WHAT IS ASKED:
Continue the post below about moderation on the nettime mailing list, starting right after its last sentence.

TEXT TO READ:
====

I am one of those persons whose mails normally don't hit the nettime
quality standards or does not fit in the policy, and this also makes 
me even more than oppose moderation, 
but besides that, i think nettime failed exactly because of moderation
or bad moderation in several respects:

- it lost the intimacy of personal communication and personal culture
as opposed to commercial and largely spread push content and academic culture
- it failed to cover both Western and Eastern underground culture,
largely based on the aesthetic of the imperfect *West* or on formal perfection
*East* [just think to nettime's resistence to ASCII art and culture, law-fi, 
or compare this mail of the mod sqaud with a former  mod mail 
http://amsterdam.nettime.org/Lists-Archives/nettime-l-9802/msg00002.html]
- the list suppressed or neglected among others criticism concerning female 
participation, race politics, multiple cultures, information and network culture 
- together with the increasing number of subsribers the list gave up somewhere 
to found the Neue Frankfurter Schule, but it also failed to concentrate on
research both in the field of art and media. Somehow first it became a 
dog driven by the tail of media activism, a term originally coined by Toshia Ueno
to describe the task of including subcultures and counter cultures in an interface
remaking and changing the public sphere - now look, nowadays even online activism is meant 
for saving curators of the elite. Meanwhile, together with establishing, 
the list also became one of the many lists...

====

Coordinate annotation entries:
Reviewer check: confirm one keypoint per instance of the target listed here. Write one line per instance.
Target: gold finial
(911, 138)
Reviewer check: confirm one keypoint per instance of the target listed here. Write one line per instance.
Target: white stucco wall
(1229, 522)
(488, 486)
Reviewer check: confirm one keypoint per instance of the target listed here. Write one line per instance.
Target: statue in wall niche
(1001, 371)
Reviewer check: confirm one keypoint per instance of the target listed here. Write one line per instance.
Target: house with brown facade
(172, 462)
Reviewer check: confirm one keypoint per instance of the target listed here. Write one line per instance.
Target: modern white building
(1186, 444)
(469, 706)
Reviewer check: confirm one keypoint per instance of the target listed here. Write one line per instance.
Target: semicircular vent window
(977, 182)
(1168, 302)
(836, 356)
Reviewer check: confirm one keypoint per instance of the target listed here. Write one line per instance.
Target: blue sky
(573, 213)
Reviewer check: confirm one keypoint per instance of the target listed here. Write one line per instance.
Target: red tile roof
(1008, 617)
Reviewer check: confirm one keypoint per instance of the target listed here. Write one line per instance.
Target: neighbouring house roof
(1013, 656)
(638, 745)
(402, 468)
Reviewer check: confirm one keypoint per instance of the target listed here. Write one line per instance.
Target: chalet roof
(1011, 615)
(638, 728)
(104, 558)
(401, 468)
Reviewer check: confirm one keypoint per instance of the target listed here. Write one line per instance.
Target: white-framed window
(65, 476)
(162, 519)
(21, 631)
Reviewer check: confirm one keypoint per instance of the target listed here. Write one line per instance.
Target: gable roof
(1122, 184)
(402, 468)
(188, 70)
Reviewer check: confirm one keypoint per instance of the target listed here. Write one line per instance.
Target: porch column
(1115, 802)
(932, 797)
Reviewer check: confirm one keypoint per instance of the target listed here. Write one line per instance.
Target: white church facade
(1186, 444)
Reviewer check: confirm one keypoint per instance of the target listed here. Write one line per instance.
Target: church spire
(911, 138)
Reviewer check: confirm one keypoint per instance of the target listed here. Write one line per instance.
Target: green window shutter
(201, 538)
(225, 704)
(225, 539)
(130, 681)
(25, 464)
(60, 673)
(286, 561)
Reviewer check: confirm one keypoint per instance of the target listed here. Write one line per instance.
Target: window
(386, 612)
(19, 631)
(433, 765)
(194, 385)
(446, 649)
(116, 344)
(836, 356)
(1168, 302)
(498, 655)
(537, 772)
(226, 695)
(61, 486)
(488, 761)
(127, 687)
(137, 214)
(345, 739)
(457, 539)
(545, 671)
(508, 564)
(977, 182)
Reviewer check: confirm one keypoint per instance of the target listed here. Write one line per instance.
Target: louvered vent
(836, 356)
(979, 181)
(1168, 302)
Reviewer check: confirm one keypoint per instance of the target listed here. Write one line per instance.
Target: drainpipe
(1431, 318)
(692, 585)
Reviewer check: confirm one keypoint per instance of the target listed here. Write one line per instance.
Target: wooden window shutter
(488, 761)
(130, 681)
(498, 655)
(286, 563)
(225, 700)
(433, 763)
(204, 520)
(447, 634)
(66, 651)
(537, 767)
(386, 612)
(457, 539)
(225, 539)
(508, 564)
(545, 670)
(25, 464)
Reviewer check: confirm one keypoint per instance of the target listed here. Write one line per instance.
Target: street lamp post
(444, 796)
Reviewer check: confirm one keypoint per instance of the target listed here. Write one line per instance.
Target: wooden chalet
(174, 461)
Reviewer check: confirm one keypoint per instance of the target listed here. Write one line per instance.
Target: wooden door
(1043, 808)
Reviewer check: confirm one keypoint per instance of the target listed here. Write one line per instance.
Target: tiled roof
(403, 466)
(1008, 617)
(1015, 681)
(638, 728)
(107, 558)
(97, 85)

====

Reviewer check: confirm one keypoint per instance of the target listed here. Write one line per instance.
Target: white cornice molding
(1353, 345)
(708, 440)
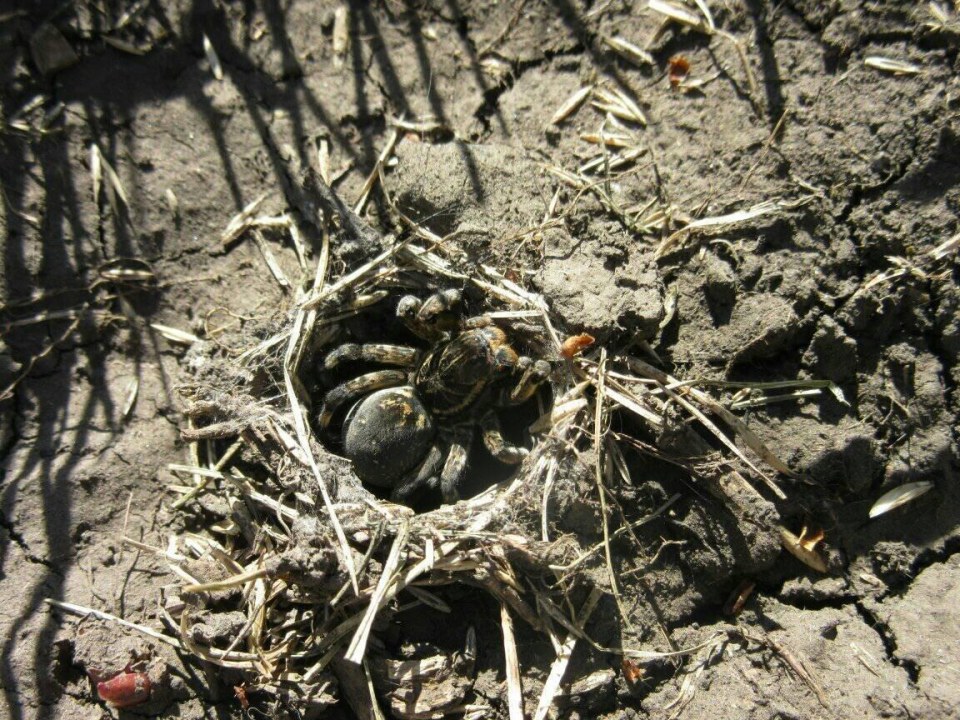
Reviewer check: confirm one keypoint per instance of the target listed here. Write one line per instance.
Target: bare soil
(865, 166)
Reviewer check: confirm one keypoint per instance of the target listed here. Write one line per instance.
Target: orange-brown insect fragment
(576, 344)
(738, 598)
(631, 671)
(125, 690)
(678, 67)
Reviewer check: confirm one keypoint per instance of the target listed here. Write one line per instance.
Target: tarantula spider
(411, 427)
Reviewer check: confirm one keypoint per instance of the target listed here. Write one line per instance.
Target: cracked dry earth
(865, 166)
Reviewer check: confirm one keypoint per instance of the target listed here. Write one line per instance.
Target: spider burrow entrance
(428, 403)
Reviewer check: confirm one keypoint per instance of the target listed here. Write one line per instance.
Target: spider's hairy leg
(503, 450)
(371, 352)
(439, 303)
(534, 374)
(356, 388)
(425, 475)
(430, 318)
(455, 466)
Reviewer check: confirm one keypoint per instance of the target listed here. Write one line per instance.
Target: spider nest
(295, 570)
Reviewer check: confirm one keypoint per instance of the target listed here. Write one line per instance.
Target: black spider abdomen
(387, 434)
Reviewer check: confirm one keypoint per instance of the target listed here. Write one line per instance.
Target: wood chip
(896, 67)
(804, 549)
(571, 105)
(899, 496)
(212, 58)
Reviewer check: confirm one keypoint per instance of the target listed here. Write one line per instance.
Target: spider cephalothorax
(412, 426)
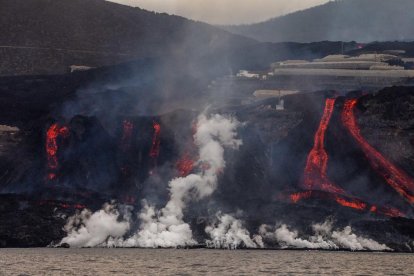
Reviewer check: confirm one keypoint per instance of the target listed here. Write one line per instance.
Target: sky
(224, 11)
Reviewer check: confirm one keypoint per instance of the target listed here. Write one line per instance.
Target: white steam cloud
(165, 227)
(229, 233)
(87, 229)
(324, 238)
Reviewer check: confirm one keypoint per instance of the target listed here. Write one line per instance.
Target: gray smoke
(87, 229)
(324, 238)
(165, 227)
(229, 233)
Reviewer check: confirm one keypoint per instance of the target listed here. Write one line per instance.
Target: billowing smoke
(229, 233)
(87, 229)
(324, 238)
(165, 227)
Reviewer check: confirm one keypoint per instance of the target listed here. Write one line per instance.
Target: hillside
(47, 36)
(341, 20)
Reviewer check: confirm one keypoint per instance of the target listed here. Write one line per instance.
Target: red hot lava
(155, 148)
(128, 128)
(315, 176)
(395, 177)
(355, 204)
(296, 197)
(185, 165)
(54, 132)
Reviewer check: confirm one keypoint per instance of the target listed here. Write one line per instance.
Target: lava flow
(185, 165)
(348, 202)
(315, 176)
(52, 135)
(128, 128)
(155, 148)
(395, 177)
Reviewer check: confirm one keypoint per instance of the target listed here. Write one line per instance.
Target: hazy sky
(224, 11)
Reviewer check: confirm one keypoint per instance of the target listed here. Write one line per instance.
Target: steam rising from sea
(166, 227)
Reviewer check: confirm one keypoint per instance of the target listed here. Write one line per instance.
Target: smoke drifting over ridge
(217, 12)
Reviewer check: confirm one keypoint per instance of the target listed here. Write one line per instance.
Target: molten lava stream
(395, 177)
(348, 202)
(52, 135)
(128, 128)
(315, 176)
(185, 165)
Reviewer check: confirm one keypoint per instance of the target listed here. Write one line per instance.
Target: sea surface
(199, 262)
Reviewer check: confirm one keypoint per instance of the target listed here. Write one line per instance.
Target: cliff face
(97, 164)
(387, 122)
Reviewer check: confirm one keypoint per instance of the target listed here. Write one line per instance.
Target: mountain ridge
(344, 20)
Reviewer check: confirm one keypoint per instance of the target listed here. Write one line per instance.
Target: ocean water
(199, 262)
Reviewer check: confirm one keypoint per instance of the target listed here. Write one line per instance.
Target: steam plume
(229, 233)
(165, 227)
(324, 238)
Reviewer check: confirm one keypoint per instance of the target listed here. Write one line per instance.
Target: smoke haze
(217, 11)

====

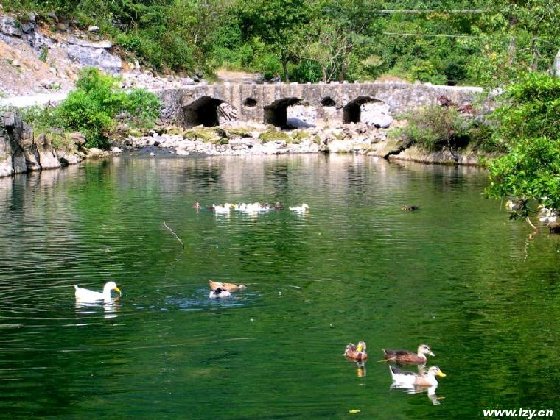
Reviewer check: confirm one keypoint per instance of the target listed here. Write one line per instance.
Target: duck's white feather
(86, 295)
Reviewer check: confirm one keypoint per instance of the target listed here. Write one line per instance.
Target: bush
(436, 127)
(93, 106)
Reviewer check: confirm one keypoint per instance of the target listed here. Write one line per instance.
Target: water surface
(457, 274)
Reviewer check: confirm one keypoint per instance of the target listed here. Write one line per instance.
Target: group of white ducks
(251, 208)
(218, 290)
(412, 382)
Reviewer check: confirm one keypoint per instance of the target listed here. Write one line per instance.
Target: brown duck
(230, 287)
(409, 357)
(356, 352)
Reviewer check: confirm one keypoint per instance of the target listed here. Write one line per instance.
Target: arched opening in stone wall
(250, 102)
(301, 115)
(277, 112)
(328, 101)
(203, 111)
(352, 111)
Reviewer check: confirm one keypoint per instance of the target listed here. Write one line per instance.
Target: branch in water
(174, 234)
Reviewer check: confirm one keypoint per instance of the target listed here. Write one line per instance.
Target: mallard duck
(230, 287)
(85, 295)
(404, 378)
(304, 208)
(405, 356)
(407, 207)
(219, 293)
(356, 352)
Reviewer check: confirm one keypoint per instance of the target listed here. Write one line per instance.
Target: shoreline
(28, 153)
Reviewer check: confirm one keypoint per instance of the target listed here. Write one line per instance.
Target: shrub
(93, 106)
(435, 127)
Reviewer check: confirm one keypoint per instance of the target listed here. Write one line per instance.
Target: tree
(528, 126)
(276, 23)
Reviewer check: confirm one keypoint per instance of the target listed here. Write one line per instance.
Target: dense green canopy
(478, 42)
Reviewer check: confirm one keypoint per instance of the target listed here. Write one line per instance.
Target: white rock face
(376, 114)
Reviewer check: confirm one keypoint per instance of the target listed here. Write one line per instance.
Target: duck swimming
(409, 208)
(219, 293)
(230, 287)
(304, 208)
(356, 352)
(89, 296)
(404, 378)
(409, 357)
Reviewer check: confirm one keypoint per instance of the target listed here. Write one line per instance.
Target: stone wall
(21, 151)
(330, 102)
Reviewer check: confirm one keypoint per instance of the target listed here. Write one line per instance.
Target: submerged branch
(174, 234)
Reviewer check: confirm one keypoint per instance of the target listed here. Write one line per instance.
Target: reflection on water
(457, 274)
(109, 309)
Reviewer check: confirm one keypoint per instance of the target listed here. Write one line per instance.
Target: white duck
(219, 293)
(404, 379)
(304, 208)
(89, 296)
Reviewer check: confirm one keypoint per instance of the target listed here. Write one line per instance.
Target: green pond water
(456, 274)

====

RESULT BELOW:
- moderation is a good ground for abuse, it may exclude alternative views,
and favour unjustly other ones, ex aequo et bono it does, and so does
nettime's moderation model - just to mention the example of nettime's influence
on the syndicate list once started to encourage East and West European art and information 
exchange, where the two West European moderators failed to recognize a subscriber's East European
attitude and identity, and kicked it off the the list without the community's
approval, without discussion, and even without letting known the unsubscription.
Problems with the nettime moderation started with the rejection of posts that could 
have been relevant for the list content, goal and manifesto, and ends with the
complete change of the character of the list.
- Pit Schulz was sighing from his boots in 1996 that there is need of a software
for a list, I don't know what happened since than, where is that software?
Why did the nettime bold include all the spam, why the list was not set to reject
non-subscriber's mail? 
Even a small list like syndicate, that has no instutional
support except for hosting the list on a safe server,
experiments much more in the field of information exchange,
with the KKnut project for example, that allows direct interaction
of URL, text, and a mailinglist. Have a look at http://anart.no/~syndicate/KKnut/.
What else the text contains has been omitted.